◆ **Text under study**:
↓

The HSE currently funds 20 hours of social care every week for the family because the ASD kid is violent and the family is on the verge of breaking apart. The other two children can’t do their homework when their brother is in the house. One of them had to go to play-therapy sessions because he had never learned to play on the floor. It was too dangerous.

The Respite Care Grant wouldn’t pay for two weeks of this intervention which comes in at over €50 an hour. These are the hard cases that, as this mother says, “No one wants to talk about.” On the other hand, the people who are well resourced with respite care because they live in the well-resourced place with a well-resourced disability and are, perhaps, better connected, get the same grant as people who get no care. Is that either fair or strategic?

The payment of the grant masks the fact that there is no respite strategy in this county. It might pay for respite if you can access it and it might not if you can’t. Most families with a disabled member are financially stretched and many need the money for the basics.

I know I have difficulty justifying any money I spend on breaks for myself from the care of my ASD son and only do so when I’m sure it’s benefitting him as much as me. And the thing is, it does. The one break we have got so far was in Easter 2013 when Tom, then 12-years-old, was brought to Lourdes for a week by The Irish Pilgrimage Trust.

I can’t put into words, without flooding the keyboard, what it meant to Tom to come home with a story to tell his siblings and with presents bought with his own money. The wrist band with the cross on it was worn proudly by his staunchly atheist brother.

↑

Referring expression data based on photos

↓

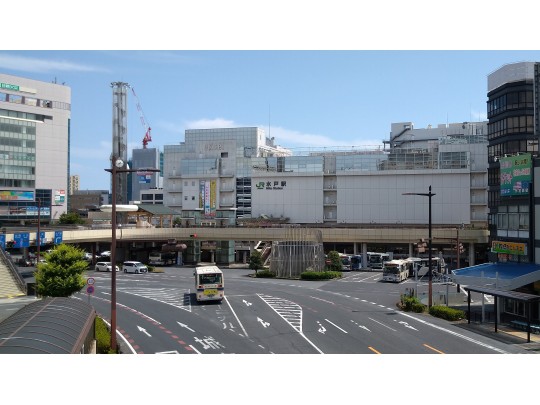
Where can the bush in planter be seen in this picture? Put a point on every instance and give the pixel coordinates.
(320, 275)
(411, 304)
(450, 314)
(103, 337)
(265, 274)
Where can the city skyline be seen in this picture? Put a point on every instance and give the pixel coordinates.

↑

◆ **Exercise set**:
A - Translate this sentence from the essay on respite care into Spanish: "The other two children can’t do their homework when their brother is in the house."
B - State whether each of these statements agrees with the essay on respite care, answering yes or no and quoting the words of the essay that settle it: (i) The HSE funds 20 hours of social care a week for the family. (ii) The Respite Care Grant would cover two weeks of the intervention. (iii) Tom was 14 when he was taken to Lourdes.
C - Continue the essay on respite care from its last sentence.
The records have no connection to the text.

◆ **Expected results**:
A - Los otros dos niños no pueden hacer sus deberes cuando su hermano está en la casa.

B -
(i) Yes: "The HSE currently funds 20 hours of social care every week for the family"
(ii) No: "The Respite Care Grant wouldn’t pay for two weeks of this intervention"
(iii) No: "Tom, then 12-years-old"

C -
He is dying to go back but the Pilgrimage Trust has to spread its charity and we won’t be able to apply again until 2018.

Crucially, respite care is not a right. Crucially, carers do not, under Irish law, have a right to a break from the work they do, despite the UN Declaration on Human Rights statement that “everyone has a right to rest and leisure, including reasonable limitation of working hours and periodic holidays with pay.”

Many carers bust all reasonable stress limits on a daily basis. I called unannounced to the house of one such woman a few weeks ago to find her in floods of tears.

“I’m sorry”, she said, “I’m just having a bad day.” With that her sometimes violent son burst out of the kitchen and took my hand just a little too firmly. “Be nice,” she pleaded with him. Her house is that woman’s prison except when the two carers from the autism services arrive in their hard hats and bring her boy out to run off some of his frustration in the local park.

But you do not pay over your Respite Care Grant if you get such a service and it wouldn’t go very far towards it anyway. If you get a service you count your lucky stars and pocket your grant. If you don’t get a service the grant is all you have.

And no one wants to know. Minister Noonan, Howlin and Burton bang on about work liberating us from poverty, while the doors stay shut on the homes where the work of caring is going on in secret. This politically correct blather about “care in the community” means, in practice, is that families are left to cope as best they can in private.

In some ways the old practice of institutionalisation was more honest. At least it assumed that responsibility for intellectually disabled people with complex needs was that of the wider community. Nowadays families are left on their own with what the HSE/NUIG study calls “severe restrictions on their life choices.” Extreme political correctness pretends that disability does not exist. The HSE/NUIG study says: “A social model of disability sees the social world as causing disability by the imposition of barriers rather than disability being the effect of impairments.” This is balderdash. Disability is a fact and it sucks. What’s true is that there is such a wide range in the types and severity of impairments from which the human family suffers that few generalisations can be made about disability. What’s also true is that every disabled person should get the chance to make the most of his or her abilities.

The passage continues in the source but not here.